The AI Engineering Stack I Actually Use

A pragmatic look at what tools, models, and patterns are worth the hype in 2026 — from someone building things with them daily.

AI engineeringtoolsLLMsstack

Every week there's a new model or framework claiming to change everything. Most of it is noise. Here's what's actually in my stack after building AI-driven projects for the past two years.

Models

Claude for most generation tasks — coding assistance, content, structured output. The reasoning capabilities on complex, multi-step problems are consistently better than alternatives I've tried.

Gemini Flash for high-volume, latency-sensitive tasks where cost matters. The speed-to-quality ratio is hard to beat for things like classification or summarization at scale.

Local models via Ollama when I need offline capability or privacy guarantees. Mistral 7B and Llama 3 cover most of my local needs. The gap with frontier models is real but narrowing fast.

### [About this task]
Continue the write-up on the AI engineering stack, starting right after its last sentence about local models.

### [Entries shown]
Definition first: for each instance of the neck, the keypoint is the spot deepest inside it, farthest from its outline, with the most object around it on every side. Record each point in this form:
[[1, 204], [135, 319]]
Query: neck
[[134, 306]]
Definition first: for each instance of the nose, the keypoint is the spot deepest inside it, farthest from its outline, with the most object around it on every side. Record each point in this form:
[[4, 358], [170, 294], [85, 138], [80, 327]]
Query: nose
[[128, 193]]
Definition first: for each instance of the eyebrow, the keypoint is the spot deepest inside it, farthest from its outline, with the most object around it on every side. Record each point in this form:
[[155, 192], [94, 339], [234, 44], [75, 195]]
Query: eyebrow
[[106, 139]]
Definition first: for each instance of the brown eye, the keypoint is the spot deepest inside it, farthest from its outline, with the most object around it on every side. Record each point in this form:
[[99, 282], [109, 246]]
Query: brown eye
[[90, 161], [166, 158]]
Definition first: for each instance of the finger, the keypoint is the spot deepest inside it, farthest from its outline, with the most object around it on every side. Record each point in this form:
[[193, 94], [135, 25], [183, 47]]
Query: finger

### [Answer to the exercise]
Frameworks

I've tried most of the orchestration frameworks. My current opinions:

LangChain — I used it heavily in 2024. I don't use it anymore. The abstractions created more problems than they solved once you moved past tutorials. The DX has improved but I still prefer building closer to the metal.

Anthropic SDK / OpenAI SDK directly — Just use these. They're good, they're maintained, and you won't spend hours debugging which layer of abstraction swallowed your tool call.

Structured output — I do almost all structured extraction with JSON mode or tool use rather than parsing unstructured text. Much more reliable.

Dev environment

Claude Code — AI-assisted coding inside the terminal. I use it for most things I'd have reached for a search engine for. It's most useful for tasks with clear context: refactoring a specific function, generating boilerplate, explaining unfamiliar code.

The key thing I've learned: keep your context tight. A small, focused conversation gets better results than a long conversation with lots of accumulated context.

Infrastructure

Vercel for front-end deployments. Zero-config Next.js deploys remain one of the best developer experiences in the ecosystem.

Railway for backend services. Cheap, fast to set up, sensible defaults.

Cloudflare R2 for object storage. S3-compatible, no egress fees — straightforward choice for most use cases.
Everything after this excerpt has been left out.